**ÉNONCÉ:** Poursuivez l'entretien sur le syndicalisme français à la suite de sa dernière phrase.

**PASSAGE:**
Désormais « simple adhérent » de FO, après en avoir été le secrétaire général pendant presque quinze ans, Jean-Claude Mailly est loin de penser à la retraite. Aujourd’hui senior advisor pour le cabinet de conseil Alixio et membre du Comité économique et social européen, il livre son regard sur le paysage syndical français.

Décideurs. Qu’est-ce que le syndicalisme à la française ?

Jean-Claude Mailly. L’histoire syndicale de notre pays est forte, elle remonte à 1884 avec la création de la CGT suivie par la CFTC en 1919. Force ouvrière, initialement la CGT-FO est née d’une scission avec la CGT en 1948. Tous ces syndicats sont concernés par une spécificité bien française : ils sont indépendants de l’État. Il s’agit d’un élément essentiel. Cela s’est décidé en 1906, lors du 9e congrès de la CGT, avec l’adoption de la Charte d’Amiens qui reste une ­référence pour le syndicalisme en France… C’est un peu notre bible !

**EXTRAIT DE DONNÉES:**

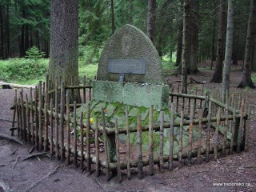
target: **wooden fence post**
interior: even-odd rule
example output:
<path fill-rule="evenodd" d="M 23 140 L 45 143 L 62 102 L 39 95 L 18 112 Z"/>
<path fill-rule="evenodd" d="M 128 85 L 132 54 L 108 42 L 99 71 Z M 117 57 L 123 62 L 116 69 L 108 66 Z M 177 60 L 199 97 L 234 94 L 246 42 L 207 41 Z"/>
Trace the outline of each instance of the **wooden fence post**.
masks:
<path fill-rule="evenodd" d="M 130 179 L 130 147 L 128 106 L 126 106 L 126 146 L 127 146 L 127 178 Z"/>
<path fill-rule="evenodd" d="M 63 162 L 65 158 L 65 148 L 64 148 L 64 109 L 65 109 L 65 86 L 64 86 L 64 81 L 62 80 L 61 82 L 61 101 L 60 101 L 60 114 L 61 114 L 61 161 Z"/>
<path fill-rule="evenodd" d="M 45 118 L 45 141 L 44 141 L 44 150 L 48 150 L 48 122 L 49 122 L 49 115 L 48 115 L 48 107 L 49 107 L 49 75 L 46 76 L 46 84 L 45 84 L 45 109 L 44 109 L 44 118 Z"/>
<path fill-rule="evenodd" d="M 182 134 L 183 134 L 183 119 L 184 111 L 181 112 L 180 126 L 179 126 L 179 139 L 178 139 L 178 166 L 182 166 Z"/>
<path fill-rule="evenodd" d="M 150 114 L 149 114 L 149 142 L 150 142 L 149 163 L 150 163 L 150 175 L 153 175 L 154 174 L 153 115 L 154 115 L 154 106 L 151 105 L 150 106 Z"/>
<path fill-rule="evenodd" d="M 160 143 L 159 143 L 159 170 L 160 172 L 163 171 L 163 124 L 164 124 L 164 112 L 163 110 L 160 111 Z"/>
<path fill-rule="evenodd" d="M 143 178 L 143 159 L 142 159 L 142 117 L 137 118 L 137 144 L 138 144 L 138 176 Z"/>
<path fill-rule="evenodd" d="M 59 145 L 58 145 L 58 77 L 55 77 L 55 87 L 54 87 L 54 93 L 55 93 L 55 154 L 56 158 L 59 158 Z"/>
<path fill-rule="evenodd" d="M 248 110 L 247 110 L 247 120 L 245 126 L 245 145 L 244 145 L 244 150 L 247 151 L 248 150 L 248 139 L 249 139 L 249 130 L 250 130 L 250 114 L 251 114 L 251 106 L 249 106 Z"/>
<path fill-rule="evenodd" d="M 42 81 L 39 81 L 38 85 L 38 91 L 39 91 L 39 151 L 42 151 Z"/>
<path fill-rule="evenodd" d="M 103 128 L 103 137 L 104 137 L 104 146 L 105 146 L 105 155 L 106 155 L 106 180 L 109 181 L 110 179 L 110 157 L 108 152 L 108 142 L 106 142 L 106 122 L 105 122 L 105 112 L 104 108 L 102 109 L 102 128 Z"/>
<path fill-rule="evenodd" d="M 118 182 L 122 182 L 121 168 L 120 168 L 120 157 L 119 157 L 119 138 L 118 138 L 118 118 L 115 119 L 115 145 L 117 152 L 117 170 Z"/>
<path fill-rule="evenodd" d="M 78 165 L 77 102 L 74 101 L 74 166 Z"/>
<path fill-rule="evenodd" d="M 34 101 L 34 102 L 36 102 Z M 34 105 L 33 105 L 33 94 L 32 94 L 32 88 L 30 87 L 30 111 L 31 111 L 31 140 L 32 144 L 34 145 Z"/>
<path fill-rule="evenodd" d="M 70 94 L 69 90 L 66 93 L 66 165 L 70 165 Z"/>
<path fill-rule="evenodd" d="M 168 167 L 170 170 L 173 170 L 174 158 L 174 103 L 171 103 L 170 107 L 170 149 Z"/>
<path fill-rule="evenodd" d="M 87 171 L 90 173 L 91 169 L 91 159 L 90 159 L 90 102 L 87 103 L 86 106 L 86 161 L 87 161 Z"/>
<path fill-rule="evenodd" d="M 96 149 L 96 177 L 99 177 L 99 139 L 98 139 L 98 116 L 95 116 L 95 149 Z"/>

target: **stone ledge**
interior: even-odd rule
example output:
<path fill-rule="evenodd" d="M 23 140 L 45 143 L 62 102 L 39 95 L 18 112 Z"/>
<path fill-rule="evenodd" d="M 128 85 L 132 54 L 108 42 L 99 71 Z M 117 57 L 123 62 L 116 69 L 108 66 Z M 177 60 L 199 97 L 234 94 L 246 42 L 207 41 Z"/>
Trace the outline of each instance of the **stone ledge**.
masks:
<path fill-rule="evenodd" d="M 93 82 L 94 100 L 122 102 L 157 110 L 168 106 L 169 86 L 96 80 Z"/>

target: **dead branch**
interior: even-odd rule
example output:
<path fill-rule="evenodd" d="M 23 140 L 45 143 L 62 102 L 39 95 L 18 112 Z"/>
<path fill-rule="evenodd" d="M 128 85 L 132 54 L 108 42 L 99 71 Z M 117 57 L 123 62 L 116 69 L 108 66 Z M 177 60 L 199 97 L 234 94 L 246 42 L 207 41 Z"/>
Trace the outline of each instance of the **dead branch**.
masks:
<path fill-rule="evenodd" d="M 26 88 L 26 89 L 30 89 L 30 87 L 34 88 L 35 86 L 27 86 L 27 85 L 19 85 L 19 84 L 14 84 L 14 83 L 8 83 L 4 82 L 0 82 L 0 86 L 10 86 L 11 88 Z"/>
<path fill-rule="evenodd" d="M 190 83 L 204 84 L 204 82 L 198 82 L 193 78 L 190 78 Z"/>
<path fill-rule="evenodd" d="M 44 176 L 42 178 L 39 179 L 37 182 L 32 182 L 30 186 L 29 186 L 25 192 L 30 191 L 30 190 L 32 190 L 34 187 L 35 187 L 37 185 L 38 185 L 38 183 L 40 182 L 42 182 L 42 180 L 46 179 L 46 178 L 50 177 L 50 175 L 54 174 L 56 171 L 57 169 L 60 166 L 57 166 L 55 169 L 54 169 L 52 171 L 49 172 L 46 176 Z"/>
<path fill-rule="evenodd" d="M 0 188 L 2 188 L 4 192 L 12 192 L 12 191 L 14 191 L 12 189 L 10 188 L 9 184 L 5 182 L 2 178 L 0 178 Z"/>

**RÉPONSE:**
On parle d’une crise de la représentativité des syndicats en France. Qu’en pensez-vous ?

Le taux de syndicalisation en France – sauf entre 1936 et 1945 – n’a jamais été extrêmement élevé. Dans notre pays, la syndicalisation n’est pas obligatoire, l’ensemble du système est fondé sur le volontariat. Dans ces conditions, les salariés français n’ont pas à rougir de la façon dont ils sont représentés. Le mode de relations sociales, spécifique, issu de ce système, que l’on ne retrouve pas dans d’autres pays, témoigne d’un fort attachement des Français aux valeurs républicaines. Je pense notamment aux branches professionnelles.

Les branches, justement, ont été au cœur des débats sur les ordonnances travail. Quel doit être leur rôle ?

L’une de nos missions dans le cadre de la concertation sur les ordonnances travail était de les sauver, de sauver un minimum d’égalité de droit. Cela n’a pas été facile à obtenir. Aujourd’hui, nous assistons à un mouvement de décentralisation du pouvoir de l’État vers ­l’entreprise que je trouve dangereux. Les branches doivent garder un pouvoir fort. Par ailleurs, cette décentralisation vers l’entreprise et l’amenuisement du rôle des branches risquent de modifier durablement le visage du syndicalisme en France.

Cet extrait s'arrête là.